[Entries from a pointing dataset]
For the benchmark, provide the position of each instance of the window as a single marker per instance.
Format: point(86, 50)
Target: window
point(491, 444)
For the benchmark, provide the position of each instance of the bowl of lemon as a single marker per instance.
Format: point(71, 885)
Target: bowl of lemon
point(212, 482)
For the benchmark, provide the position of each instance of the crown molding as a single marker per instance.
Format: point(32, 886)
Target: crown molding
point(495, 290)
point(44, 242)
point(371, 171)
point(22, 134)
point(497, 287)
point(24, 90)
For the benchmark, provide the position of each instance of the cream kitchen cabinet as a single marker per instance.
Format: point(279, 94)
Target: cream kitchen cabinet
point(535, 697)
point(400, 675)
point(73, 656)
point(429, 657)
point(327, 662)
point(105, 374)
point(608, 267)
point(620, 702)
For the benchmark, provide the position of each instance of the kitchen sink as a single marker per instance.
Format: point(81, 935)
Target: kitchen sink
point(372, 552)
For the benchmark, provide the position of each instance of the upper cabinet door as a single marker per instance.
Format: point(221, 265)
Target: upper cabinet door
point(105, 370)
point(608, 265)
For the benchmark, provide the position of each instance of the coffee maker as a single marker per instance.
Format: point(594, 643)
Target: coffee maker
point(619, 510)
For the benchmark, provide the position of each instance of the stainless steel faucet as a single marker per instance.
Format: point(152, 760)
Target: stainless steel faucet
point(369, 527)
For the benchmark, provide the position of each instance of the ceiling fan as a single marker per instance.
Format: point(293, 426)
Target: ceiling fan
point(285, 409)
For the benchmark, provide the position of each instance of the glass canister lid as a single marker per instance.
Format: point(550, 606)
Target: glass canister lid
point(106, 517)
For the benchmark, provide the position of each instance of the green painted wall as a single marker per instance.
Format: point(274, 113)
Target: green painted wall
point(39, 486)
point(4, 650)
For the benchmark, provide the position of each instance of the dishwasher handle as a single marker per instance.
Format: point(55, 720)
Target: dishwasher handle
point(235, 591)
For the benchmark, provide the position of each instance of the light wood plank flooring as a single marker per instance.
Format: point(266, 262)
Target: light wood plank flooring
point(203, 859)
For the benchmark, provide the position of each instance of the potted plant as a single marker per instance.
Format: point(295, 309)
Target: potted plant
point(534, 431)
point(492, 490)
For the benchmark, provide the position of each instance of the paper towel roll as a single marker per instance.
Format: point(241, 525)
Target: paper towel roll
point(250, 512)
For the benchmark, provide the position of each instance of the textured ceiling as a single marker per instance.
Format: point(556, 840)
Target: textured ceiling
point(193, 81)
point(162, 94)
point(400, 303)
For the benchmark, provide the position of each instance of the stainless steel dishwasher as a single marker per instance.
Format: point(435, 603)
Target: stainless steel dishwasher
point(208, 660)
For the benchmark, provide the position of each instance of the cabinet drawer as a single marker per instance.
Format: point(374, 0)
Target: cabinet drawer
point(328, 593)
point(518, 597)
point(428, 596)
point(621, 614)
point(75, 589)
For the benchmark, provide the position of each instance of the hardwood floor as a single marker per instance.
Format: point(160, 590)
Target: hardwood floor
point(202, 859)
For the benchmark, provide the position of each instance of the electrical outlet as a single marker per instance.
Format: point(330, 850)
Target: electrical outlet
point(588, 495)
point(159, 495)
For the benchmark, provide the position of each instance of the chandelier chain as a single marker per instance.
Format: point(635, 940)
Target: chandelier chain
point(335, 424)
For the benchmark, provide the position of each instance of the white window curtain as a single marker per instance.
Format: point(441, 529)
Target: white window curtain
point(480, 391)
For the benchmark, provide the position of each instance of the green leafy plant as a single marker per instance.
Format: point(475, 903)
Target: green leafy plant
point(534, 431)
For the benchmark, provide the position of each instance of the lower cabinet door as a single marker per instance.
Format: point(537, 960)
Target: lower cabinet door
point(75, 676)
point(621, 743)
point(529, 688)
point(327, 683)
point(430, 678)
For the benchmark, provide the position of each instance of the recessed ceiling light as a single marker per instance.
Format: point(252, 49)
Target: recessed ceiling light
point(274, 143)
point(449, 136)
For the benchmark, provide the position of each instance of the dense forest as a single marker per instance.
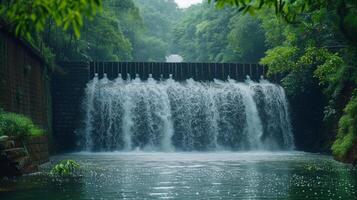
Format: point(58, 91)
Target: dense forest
point(313, 54)
point(121, 31)
point(310, 44)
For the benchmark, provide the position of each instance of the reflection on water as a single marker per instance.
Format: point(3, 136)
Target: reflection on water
point(222, 175)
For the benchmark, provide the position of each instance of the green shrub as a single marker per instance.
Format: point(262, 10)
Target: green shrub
point(347, 133)
point(66, 168)
point(12, 124)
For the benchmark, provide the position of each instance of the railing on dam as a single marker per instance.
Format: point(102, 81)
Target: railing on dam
point(179, 71)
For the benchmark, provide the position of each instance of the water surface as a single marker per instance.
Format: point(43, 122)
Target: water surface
point(223, 175)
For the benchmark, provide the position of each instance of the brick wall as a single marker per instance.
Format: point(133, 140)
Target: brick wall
point(67, 93)
point(24, 82)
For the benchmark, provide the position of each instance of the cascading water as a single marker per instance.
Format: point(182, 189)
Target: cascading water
point(167, 115)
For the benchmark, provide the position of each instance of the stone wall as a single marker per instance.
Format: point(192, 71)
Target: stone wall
point(67, 92)
point(37, 148)
point(24, 82)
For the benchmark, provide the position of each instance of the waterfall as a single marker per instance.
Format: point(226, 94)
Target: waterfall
point(167, 115)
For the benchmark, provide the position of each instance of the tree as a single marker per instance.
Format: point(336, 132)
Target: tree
point(290, 11)
point(28, 16)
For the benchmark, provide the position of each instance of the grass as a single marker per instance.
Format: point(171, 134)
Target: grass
point(18, 125)
point(347, 133)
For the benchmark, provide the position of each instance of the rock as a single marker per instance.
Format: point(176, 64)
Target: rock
point(7, 144)
point(15, 153)
point(4, 138)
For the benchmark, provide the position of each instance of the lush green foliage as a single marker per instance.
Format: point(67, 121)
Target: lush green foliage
point(66, 168)
point(120, 32)
point(159, 18)
point(291, 11)
point(27, 16)
point(206, 34)
point(347, 133)
point(312, 46)
point(12, 124)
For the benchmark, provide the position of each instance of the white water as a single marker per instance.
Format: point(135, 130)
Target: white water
point(168, 115)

* Task description
Take the part that opens with the line containing "shrub as a single marker per instance." and closes with the line containing "point(179, 71)", and rename "railing" to "handrail" throughout it. Give back only those lines, with nothing else changed.

* Solution for this task
For the benchmark, provide the position of each instance of the green shrub as a single marker per instance.
Format: point(262, 10)
Target: green shrub
point(347, 133)
point(66, 168)
point(12, 124)
For the benchmark, provide the position of each instance of the handrail on dam as a single marker per instance.
Format: point(102, 81)
Target: handrail on dam
point(179, 71)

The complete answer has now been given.